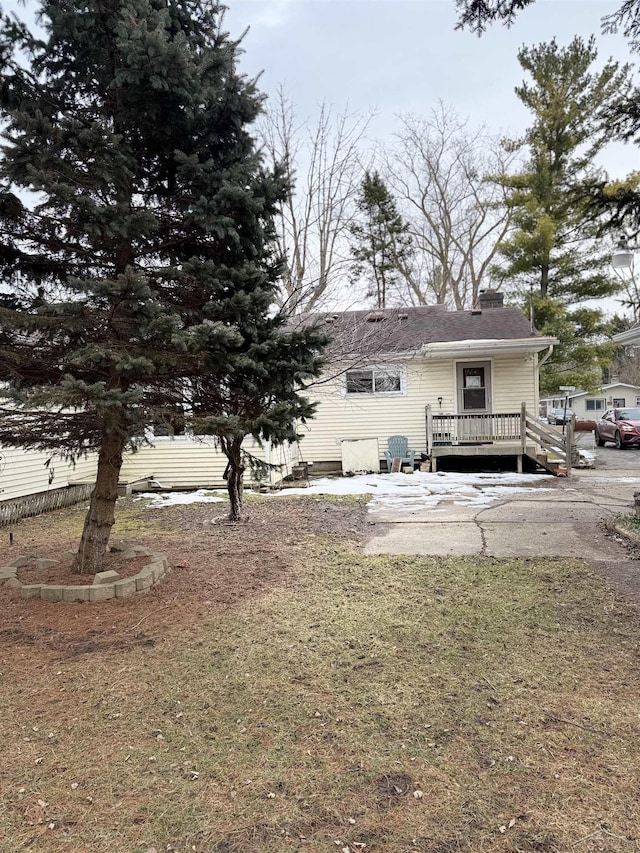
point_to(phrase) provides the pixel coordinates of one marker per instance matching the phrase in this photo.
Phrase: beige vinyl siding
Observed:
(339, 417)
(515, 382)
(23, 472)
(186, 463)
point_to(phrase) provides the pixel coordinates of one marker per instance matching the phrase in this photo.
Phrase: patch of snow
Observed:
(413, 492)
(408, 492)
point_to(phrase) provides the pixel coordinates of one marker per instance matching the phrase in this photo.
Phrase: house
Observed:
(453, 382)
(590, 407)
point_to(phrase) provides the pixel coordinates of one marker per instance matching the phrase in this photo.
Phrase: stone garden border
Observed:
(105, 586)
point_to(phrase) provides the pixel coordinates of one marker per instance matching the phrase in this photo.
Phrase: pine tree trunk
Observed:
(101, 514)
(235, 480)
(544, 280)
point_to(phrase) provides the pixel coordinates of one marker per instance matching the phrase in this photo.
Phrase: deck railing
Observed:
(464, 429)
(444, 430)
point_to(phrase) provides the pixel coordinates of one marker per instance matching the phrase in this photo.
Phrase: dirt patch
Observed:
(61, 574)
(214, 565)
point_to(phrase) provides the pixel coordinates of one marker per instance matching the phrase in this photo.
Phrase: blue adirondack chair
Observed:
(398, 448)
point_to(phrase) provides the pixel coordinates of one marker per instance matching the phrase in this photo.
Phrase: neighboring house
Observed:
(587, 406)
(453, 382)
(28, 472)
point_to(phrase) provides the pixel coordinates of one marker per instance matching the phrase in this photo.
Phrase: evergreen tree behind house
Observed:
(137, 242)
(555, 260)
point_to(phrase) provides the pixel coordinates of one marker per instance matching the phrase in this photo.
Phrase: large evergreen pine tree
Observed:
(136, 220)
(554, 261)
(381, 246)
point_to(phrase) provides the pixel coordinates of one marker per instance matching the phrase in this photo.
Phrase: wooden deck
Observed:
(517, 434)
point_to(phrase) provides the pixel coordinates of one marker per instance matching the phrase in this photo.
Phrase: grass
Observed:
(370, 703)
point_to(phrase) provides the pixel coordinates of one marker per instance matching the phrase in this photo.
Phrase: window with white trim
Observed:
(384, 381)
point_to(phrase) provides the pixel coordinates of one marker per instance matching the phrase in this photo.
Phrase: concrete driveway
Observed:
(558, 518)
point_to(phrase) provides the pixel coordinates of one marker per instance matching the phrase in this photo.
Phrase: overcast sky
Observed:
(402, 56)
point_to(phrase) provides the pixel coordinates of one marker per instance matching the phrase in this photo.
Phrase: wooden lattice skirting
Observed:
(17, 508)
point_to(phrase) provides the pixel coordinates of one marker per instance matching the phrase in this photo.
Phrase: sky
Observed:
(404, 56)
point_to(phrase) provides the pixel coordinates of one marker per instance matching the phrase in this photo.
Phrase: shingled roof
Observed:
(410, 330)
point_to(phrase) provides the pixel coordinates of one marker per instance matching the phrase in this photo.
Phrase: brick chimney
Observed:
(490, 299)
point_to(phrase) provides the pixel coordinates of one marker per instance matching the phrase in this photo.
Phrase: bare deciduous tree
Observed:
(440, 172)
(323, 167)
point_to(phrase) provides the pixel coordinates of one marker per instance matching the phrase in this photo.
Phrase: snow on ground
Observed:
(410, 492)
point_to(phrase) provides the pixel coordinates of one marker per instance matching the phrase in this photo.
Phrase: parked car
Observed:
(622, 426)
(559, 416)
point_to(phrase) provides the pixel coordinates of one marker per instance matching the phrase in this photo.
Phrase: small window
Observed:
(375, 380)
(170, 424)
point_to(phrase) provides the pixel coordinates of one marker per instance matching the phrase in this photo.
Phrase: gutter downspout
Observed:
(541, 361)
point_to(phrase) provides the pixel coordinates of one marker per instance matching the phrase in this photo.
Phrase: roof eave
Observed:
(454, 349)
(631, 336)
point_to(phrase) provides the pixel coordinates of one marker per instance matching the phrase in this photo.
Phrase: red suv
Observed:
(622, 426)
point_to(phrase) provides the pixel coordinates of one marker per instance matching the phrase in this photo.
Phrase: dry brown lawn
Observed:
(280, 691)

# # #

- _Work order_: Copy the listing verbatim, omitting images.

- _The answer_:
point_to(phrase) provides the pixel coordinates of one marker per instance matching the phrase in this photo.
Phrase: beige vinyl siding
Observed:
(339, 417)
(515, 382)
(23, 472)
(186, 463)
point_to(phrase) provides the pixel coordinates of one marker per instance matching the phrase in this photo.
Phrase: patch of snow
Observed:
(413, 492)
(408, 492)
point_to(phrase) provides the pixel coordinates of one marker per instance matching the phrase in this photo.
Phrase: house
Observed:
(453, 382)
(590, 407)
point_to(phrase) provides the pixel coordinates of one marker per instance matching the phrase in this photo.
Phrase: stone garden border
Observed:
(105, 586)
point_to(phrase) provides the pixel coordinates of one marker per instance matching the phrase in this photo.
Phrase: pine tree trunk
Observed:
(101, 514)
(235, 480)
(544, 280)
point_to(phrase) provides the pixel coordinates of one marker per instance matching the phrase in this photo.
Phrase: deck railing
Observed:
(464, 429)
(444, 430)
point_to(phrase) provides the pixel coordinates of one marker per instance matching the phrase in this photo.
Phrase: dirt patch
Observed:
(61, 574)
(214, 565)
point_to(phrase) provides the pixel coordinates of one marker per instance matching the phrase in this photo.
Phrase: blue adirondack chair
Observed:
(398, 448)
point_to(phrase) provides the pixel coordinates of one marker per instance matching the phrase in this photo.
Phrase: neighboring house
Observed:
(587, 406)
(453, 382)
(28, 472)
point_to(phrase) provides the pixel coordinates of one marker per instance matching the phrase in this photo.
Phrase: evergreen tree behind house
Observed:
(137, 242)
(555, 260)
point_to(phrase) provides the pixel coordinates of one marker per instance matching the phrase in this photo.
Phrase: large evergreen pine tree
Observed:
(136, 220)
(554, 261)
(381, 246)
point_to(phrase) provides the pixel coordinates of one marker per instance matching the phrase in this photo.
Phrase: wooden deck
Observed:
(517, 434)
point_to(phrase) provides the pixel coordinates of one marker per instance matching the phrase in this photo.
Phrase: grass
Observed:
(370, 703)
point_to(phrase) provides the pixel coordinates of one marker per instance matching the phrase in this photo.
Phrase: window with white trim
Observed:
(384, 381)
point_to(phrase) provides the pixel coordinates of one marker per instance matching the phrase in this photo.
Phrase: concrete driveway
Observed:
(558, 518)
point_to(phrase) provides the pixel coordinates of one marker per instance matching the phrase in this photo.
Phrase: overcast sky
Observed:
(402, 56)
point_to(phrase) provides the pixel coordinates of one marker per instance matching the phrase in this photo.
Phrase: wooden lattice skirting
Observed:
(17, 508)
point_to(phrase) provides the pixel coordinates of one marker per instance matching the phrase in this photo.
Phrase: sky
Observed:
(404, 56)
point_to(phrase) provides the pixel coordinates of one marker per instance matching the phrase in this photo.
Phrase: shingled roof
Observed:
(410, 330)
point_to(phrase) provides the pixel coordinates of one marker per instance matching the phrase in this photo.
Phrase: brick chimney
Observed:
(490, 299)
point_to(phrase) provides the pixel coordinates of one marker per instance matching the phrase in this photo.
Phrase: bare deciduous tree
Observed:
(440, 172)
(323, 167)
point_to(phrase) provides the pixel coordinates of one marker per instance matching the phrase in this photo.
Phrase: snow on ground
Observed:
(410, 492)
point_to(phrase) provides the pixel coordinates of one marker per instance matching the phrase in this photo.
Phrase: parked car
Observed:
(622, 426)
(559, 416)
point_to(phrase) provides the pixel coordinates of one marker per instance matching the phrase in this photo.
Phrase: small window
Observed:
(375, 380)
(170, 424)
point_to(phrase) provides the pixel coordinates of one marker per instance matching the phrase in this photo.
Phrase: gutter downspout
Observed:
(541, 361)
point_to(phrase) provides the pixel coordinates of one marker per instance matching the phrase in this photo.
Phrase: roof eave
Observed:
(454, 349)
(631, 336)
point_to(phrase) provides the pixel coordinates of one marker per instance matching the phrase in this photo.
Phrase: red suv
Observed:
(622, 426)
point_to(phrase) provides the pixel coordinates of one marker per instance matching the phrase in this photo.
Phrase: dry brown lawn
Observed:
(280, 691)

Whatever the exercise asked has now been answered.